Problem requirements => Exactly reproduce the lines beginning with the line that includes "Task: mark one dot on every instance of the hyundai" and ending with the last line of the data.

═══ Material for the task ═══

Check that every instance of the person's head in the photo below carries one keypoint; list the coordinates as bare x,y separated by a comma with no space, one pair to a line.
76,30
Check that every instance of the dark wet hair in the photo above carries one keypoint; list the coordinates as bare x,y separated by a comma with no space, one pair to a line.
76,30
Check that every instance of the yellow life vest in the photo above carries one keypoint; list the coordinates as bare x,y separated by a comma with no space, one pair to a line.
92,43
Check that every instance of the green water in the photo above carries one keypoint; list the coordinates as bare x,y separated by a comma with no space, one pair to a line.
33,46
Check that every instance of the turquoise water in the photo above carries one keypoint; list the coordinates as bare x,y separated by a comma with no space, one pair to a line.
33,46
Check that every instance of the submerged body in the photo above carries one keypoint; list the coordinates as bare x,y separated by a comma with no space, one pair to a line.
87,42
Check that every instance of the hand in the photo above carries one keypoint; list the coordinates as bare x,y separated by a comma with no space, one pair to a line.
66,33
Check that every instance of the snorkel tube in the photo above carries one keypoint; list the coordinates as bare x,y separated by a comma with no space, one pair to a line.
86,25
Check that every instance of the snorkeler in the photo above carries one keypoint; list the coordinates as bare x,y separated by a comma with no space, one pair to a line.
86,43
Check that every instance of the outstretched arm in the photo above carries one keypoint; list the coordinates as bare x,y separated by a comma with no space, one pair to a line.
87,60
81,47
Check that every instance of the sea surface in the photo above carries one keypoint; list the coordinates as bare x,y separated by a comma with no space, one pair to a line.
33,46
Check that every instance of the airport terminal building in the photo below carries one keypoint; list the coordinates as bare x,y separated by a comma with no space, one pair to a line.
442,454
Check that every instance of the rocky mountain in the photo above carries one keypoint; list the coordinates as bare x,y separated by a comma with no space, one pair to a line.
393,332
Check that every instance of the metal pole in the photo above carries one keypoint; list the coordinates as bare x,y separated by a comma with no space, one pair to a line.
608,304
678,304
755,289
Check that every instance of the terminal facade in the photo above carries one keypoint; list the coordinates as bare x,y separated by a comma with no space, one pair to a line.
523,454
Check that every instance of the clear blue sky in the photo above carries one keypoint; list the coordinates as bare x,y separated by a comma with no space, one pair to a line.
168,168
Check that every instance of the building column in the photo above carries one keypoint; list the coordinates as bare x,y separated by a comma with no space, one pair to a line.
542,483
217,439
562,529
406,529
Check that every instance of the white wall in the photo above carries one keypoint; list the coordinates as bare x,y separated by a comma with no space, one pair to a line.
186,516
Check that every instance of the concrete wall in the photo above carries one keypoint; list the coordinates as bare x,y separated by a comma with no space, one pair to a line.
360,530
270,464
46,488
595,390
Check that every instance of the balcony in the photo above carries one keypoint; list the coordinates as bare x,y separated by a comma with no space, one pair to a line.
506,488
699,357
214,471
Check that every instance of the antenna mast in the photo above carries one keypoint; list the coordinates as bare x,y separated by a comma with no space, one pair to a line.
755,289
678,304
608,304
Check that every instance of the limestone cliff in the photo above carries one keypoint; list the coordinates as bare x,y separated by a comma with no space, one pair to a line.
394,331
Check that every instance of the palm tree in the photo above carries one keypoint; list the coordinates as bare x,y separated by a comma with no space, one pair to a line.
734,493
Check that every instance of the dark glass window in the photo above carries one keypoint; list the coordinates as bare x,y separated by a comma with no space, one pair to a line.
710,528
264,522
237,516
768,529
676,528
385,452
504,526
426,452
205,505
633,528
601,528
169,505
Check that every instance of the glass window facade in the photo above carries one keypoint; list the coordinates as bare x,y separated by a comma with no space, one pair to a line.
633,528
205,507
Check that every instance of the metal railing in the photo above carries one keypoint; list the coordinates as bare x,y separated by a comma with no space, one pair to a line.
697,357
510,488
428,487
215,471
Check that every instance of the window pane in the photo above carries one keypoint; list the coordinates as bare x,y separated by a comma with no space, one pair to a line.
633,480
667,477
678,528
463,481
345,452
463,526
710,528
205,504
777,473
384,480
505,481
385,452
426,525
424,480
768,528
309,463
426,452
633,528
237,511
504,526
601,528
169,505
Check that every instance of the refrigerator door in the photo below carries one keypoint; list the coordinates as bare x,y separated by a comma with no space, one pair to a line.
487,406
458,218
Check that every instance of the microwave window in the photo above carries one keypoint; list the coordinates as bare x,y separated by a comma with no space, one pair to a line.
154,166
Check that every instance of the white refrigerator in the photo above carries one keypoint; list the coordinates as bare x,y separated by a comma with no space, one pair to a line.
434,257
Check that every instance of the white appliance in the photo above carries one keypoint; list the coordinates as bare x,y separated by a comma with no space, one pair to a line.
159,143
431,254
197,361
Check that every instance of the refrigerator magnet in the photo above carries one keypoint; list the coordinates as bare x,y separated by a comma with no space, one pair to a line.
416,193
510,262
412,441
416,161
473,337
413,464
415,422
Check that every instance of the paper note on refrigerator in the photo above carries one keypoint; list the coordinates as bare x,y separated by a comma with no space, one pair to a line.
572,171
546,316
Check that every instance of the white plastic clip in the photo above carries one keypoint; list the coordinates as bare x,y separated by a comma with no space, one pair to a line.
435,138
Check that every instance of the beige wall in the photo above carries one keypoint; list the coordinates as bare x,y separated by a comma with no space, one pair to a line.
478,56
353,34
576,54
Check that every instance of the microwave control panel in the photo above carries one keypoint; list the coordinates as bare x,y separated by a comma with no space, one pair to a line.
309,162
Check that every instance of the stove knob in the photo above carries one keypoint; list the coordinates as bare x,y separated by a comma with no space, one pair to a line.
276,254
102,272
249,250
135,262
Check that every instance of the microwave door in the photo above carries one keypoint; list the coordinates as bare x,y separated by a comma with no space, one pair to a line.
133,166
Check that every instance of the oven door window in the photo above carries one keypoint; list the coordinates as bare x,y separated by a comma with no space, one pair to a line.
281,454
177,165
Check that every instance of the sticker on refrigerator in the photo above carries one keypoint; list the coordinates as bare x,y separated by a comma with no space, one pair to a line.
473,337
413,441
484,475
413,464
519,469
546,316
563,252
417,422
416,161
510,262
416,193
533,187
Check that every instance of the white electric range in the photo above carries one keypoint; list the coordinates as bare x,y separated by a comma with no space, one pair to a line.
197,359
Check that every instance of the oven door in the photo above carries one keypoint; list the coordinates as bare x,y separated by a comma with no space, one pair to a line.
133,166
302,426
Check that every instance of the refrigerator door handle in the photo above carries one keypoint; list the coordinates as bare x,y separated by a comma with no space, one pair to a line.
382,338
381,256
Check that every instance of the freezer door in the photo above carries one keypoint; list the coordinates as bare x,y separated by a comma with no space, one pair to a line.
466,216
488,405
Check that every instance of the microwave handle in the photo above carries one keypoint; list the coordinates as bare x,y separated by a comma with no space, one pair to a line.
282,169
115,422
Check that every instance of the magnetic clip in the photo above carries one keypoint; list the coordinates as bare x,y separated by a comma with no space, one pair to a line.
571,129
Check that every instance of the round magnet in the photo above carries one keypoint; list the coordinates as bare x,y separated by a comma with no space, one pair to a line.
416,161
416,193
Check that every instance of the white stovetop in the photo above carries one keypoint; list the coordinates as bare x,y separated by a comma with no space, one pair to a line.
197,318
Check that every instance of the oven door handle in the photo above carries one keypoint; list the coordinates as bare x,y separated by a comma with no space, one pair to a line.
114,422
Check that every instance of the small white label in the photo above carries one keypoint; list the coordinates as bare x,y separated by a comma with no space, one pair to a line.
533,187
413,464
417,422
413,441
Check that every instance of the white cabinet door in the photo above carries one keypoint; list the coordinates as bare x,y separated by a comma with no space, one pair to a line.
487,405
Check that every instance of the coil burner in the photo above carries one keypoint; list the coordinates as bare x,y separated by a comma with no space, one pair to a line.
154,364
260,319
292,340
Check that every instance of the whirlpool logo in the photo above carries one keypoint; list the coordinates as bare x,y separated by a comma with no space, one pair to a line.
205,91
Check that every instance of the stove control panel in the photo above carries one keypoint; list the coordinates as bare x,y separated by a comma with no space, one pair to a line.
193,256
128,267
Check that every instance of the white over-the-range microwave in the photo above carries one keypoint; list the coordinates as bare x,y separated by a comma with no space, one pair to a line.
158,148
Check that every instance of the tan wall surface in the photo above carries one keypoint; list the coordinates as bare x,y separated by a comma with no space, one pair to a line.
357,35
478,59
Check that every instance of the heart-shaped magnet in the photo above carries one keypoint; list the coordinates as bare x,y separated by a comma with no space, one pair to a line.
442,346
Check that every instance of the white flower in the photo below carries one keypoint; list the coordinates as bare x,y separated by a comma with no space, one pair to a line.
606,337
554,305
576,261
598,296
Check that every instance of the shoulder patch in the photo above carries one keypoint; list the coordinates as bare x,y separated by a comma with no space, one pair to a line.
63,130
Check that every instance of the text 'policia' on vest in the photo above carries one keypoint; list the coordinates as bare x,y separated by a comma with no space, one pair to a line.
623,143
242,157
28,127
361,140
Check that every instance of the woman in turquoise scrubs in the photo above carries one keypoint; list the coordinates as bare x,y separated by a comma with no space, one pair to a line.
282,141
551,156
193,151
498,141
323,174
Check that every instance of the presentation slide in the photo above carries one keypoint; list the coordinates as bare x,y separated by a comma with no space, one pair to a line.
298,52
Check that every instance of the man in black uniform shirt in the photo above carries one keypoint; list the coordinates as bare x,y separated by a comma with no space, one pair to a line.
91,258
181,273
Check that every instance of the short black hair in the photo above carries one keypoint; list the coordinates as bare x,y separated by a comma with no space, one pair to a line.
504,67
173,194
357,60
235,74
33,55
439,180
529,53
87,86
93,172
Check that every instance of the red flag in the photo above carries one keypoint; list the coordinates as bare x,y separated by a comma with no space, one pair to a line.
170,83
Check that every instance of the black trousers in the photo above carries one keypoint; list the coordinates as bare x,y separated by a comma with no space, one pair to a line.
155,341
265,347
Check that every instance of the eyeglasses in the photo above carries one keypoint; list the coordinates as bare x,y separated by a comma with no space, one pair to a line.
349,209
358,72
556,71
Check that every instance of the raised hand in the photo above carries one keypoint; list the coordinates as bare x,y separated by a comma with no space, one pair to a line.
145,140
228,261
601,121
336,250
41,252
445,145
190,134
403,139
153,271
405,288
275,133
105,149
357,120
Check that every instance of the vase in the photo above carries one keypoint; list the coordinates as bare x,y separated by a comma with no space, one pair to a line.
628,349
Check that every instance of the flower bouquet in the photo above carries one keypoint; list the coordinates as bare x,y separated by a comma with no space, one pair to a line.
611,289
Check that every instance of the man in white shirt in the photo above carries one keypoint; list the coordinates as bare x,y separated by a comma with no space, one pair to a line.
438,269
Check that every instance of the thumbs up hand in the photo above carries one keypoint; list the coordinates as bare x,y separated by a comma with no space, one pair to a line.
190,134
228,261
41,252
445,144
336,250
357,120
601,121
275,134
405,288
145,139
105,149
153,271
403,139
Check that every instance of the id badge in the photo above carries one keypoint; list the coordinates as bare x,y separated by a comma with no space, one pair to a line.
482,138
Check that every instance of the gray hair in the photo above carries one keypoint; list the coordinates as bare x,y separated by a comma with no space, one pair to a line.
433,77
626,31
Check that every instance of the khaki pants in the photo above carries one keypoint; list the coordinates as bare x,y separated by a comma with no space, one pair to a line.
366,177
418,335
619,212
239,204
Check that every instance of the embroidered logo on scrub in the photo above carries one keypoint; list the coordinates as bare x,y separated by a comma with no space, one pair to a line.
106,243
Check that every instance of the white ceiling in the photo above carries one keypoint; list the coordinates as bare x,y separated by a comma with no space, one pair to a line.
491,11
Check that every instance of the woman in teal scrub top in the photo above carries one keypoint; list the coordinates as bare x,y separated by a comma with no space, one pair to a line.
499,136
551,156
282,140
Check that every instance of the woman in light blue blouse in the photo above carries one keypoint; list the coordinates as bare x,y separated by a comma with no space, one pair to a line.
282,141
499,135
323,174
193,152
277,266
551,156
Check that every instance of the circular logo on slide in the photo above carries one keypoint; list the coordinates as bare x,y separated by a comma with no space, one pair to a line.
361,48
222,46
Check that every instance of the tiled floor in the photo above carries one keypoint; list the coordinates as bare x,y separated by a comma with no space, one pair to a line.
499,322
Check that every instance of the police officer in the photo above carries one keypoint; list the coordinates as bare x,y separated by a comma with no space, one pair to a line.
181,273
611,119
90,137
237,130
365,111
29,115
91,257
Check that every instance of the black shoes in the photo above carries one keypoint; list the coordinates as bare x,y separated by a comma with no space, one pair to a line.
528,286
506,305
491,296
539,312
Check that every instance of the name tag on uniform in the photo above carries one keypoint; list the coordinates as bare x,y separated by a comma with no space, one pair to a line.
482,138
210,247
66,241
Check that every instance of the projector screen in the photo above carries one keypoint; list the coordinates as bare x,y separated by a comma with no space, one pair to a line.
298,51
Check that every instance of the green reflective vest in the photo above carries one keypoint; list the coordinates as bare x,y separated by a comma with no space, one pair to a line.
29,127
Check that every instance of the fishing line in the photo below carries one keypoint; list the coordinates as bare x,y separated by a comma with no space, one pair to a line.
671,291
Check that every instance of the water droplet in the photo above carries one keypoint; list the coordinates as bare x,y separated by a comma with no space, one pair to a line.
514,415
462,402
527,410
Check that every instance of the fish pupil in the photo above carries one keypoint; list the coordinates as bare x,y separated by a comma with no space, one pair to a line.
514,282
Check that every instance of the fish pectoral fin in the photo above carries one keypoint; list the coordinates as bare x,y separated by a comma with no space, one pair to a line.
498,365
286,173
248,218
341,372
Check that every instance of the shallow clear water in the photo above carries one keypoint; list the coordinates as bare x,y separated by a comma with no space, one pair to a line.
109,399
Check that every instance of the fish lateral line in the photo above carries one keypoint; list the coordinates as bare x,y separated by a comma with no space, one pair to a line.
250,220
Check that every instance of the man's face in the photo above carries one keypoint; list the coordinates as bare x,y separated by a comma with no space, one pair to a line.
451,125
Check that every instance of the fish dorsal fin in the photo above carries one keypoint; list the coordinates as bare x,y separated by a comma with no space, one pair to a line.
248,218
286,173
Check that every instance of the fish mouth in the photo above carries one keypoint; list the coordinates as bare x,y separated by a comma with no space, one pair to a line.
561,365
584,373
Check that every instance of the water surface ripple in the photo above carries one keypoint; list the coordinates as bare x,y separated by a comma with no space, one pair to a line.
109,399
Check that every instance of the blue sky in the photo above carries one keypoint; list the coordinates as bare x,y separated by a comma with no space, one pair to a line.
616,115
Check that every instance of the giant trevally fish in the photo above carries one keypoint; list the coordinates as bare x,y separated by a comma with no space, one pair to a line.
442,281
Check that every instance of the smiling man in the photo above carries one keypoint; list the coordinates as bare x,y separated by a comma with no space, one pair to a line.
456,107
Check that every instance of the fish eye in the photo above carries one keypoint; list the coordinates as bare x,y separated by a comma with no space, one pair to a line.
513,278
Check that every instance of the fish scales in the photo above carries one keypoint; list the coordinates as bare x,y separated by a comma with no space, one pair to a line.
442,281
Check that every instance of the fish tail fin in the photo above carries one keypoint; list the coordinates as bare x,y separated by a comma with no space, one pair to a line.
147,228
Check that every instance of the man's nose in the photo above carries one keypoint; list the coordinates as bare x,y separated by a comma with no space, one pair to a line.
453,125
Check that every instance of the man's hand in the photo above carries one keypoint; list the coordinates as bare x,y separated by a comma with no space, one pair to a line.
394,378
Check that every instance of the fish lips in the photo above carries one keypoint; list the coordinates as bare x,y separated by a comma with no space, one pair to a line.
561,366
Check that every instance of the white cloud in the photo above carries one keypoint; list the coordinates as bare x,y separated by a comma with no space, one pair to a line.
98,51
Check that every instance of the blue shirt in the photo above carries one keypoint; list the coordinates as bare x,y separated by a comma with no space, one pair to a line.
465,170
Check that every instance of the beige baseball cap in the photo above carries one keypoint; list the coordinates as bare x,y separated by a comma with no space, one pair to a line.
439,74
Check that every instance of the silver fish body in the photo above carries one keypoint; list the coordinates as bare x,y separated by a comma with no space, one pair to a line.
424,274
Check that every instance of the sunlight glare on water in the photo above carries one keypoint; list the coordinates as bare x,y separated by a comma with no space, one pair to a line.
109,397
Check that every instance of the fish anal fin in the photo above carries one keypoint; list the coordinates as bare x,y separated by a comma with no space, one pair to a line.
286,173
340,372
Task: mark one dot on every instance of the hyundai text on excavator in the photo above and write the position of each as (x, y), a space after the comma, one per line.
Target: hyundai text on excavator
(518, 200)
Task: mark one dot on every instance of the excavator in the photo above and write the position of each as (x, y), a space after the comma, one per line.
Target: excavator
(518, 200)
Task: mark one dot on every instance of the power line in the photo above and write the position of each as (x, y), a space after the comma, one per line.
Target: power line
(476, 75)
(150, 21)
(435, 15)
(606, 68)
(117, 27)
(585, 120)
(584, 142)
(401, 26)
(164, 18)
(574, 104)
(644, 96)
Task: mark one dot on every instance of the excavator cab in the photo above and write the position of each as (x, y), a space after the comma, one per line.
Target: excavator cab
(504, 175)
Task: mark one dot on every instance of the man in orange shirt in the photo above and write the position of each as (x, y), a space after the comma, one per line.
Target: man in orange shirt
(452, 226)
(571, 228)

═══

Problem solution =>
Task: mark one dot on every instance of the hyundai text on excavator in the photo above and write the position of each as (x, y), a space after the comma, one per line.
Target: hyundai text on excavator
(518, 200)
Task: mark one dot on every instance of the excavator in the photo above and write the position of each as (x, y), a space after the comma, one per line.
Target: excavator
(518, 200)
Task: mark one dot on every instance of the power line in the photo above and write the position of each as (x, y), a space after the comma, one per line.
Target: power line
(476, 75)
(150, 21)
(435, 15)
(606, 68)
(117, 27)
(585, 120)
(584, 142)
(401, 26)
(164, 18)
(574, 104)
(644, 96)
Task: mark one dot on every instance of the excavator cab in the photo above and write the position of each as (x, y), a space after the comma, one per line.
Target: excavator cab
(504, 175)
Task: mark one dot on every instance of the man in orange shirt in the photo above and write the position of each as (x, y), a space after the comma, one per line.
Target: man in orange shirt
(452, 226)
(571, 228)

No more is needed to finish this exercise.